Rewrite the lines below, putting "marker" wherever "pin" occurs and changing nothing else. Leave out the pictures.

● Dataset rows:
########
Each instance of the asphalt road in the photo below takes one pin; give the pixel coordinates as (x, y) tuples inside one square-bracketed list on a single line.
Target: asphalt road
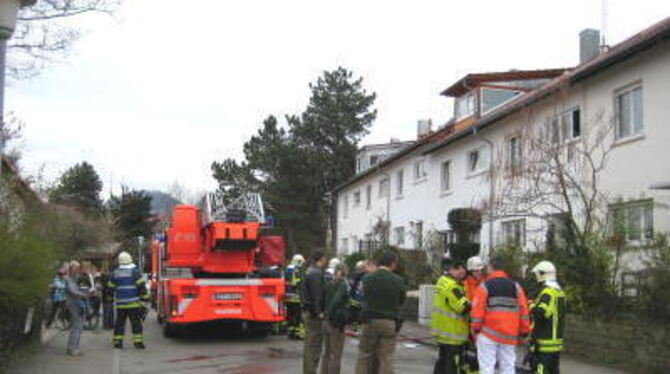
[(217, 349), (210, 349)]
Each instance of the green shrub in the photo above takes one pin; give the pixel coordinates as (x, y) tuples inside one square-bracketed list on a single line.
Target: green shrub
########
● Written response:
Each instance of the asphalt road in the photo below takes one marker; give the pixel coordinates as (x, y) tuples inside one square-bracketed list on a single line.
Target: asphalt road
[(217, 349), (210, 349)]
Each instance of the green shrub in the photo above takes one marker; give the pixel coordinates as (x, y) tuples inside one square-bracketed list on a single line.
Target: green shrub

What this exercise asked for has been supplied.